(Dataset entries)

──────────

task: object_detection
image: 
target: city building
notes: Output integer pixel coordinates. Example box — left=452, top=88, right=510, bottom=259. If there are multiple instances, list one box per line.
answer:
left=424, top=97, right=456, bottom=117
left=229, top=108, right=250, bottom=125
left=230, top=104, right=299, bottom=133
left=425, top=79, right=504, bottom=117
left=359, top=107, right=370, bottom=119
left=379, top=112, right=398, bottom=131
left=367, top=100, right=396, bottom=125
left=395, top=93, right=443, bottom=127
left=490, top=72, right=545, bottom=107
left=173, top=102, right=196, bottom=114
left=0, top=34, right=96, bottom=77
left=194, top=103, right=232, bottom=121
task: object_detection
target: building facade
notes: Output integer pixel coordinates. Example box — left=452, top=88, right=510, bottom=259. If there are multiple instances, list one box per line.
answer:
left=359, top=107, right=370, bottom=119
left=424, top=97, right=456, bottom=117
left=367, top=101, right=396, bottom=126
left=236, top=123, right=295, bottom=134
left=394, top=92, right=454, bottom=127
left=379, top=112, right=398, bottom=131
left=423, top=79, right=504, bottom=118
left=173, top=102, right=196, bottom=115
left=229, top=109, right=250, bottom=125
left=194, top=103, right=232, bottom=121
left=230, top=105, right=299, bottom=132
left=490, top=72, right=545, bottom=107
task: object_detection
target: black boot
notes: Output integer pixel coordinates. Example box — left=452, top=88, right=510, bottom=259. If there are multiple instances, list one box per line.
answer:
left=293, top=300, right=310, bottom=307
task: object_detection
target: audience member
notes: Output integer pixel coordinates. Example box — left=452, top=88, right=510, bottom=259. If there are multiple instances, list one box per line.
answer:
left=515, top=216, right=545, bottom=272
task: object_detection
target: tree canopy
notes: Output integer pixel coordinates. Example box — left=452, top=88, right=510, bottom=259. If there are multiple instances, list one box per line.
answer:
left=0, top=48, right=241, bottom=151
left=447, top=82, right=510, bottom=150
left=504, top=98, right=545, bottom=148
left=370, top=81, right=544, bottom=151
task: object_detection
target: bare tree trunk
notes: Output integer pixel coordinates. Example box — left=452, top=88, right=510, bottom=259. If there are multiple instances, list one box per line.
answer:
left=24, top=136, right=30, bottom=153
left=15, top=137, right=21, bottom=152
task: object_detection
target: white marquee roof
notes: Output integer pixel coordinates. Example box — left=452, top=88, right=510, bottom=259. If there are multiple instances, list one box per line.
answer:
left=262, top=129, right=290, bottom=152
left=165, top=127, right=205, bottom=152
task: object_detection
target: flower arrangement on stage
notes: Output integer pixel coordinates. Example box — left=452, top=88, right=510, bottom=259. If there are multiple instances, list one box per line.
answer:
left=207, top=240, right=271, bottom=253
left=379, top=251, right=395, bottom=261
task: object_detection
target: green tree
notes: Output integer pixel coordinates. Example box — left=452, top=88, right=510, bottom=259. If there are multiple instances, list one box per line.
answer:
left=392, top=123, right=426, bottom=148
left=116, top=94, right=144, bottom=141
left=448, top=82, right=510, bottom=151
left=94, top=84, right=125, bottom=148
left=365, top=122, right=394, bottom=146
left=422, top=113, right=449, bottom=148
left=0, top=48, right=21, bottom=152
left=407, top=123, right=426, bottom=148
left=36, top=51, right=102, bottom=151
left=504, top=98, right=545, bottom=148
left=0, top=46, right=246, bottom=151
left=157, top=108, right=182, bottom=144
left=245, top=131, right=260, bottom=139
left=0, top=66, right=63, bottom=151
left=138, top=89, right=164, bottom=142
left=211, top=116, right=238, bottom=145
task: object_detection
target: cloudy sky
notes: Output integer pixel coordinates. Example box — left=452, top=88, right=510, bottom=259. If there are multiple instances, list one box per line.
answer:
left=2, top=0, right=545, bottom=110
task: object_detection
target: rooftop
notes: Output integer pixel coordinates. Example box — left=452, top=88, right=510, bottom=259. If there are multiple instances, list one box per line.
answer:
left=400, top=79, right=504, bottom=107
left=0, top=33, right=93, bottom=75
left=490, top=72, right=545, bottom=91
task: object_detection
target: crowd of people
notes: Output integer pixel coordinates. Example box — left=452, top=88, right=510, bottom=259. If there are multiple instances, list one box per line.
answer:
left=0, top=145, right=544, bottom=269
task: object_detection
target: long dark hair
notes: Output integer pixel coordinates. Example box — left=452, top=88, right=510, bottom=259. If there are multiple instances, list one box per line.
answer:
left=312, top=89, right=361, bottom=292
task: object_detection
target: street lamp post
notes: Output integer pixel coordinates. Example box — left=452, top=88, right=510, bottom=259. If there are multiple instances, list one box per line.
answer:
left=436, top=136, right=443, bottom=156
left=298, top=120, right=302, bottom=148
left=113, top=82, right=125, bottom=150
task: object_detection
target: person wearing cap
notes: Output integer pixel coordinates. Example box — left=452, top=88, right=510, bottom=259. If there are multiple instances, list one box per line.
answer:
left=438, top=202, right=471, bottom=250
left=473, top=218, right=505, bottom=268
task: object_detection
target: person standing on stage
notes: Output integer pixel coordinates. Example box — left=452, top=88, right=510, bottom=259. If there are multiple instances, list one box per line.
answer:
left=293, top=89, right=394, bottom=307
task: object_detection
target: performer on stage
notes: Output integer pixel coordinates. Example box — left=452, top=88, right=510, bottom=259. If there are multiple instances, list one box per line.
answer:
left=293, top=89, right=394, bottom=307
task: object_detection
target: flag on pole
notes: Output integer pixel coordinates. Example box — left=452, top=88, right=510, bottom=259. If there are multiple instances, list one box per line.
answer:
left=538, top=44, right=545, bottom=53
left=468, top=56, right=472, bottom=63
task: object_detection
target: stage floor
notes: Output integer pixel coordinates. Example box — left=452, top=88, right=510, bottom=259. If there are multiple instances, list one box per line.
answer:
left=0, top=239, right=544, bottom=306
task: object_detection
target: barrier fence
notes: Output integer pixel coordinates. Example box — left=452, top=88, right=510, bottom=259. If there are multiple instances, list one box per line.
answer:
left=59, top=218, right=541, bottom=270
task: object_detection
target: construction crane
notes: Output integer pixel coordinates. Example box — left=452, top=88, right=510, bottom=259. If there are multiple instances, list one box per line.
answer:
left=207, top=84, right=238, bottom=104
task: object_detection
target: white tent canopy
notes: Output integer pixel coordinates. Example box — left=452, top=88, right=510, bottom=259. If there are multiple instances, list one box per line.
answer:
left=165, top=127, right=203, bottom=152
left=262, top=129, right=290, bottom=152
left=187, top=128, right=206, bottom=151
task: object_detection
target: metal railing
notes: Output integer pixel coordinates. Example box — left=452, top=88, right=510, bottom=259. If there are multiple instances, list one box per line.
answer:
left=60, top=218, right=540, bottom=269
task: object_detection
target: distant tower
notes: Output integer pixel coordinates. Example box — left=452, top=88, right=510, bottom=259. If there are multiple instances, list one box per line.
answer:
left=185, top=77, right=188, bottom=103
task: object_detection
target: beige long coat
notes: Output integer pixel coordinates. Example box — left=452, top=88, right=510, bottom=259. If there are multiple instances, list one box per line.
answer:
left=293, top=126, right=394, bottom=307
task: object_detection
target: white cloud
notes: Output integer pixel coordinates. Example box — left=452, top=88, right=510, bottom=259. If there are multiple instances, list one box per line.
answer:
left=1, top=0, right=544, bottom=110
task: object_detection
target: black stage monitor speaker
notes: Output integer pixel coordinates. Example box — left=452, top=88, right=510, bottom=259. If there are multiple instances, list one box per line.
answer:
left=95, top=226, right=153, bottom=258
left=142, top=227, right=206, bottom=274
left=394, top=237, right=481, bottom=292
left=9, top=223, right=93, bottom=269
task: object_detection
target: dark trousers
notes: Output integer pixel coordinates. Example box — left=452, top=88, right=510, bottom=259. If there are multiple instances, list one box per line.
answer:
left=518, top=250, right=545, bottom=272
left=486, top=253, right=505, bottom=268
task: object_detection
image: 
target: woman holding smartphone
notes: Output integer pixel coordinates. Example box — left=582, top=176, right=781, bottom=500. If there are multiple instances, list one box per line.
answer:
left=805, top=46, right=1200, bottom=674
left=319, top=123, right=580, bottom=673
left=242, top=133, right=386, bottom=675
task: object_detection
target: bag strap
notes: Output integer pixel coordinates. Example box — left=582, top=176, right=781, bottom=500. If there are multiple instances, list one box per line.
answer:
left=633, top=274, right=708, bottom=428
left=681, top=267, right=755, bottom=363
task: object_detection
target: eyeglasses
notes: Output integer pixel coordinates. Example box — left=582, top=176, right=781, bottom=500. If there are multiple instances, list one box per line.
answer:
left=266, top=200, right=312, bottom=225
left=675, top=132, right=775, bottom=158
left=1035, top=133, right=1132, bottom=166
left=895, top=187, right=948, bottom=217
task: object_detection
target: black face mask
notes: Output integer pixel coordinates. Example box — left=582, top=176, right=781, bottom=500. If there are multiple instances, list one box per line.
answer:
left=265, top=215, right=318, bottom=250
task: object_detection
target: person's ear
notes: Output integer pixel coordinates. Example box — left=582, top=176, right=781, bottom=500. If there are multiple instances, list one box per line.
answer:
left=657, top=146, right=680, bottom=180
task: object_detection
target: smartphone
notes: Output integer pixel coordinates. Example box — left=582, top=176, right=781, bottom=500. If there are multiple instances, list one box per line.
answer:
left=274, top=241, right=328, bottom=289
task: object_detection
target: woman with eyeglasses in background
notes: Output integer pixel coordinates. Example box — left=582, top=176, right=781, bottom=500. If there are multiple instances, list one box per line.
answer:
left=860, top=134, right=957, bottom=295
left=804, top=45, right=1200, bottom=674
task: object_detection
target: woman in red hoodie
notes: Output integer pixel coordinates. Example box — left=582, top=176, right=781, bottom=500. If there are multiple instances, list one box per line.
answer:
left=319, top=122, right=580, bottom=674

──────────

# Try it
Pull every line containing "canopy" out of the entries.

# Your response
target: tree canopy
target: white tent canopy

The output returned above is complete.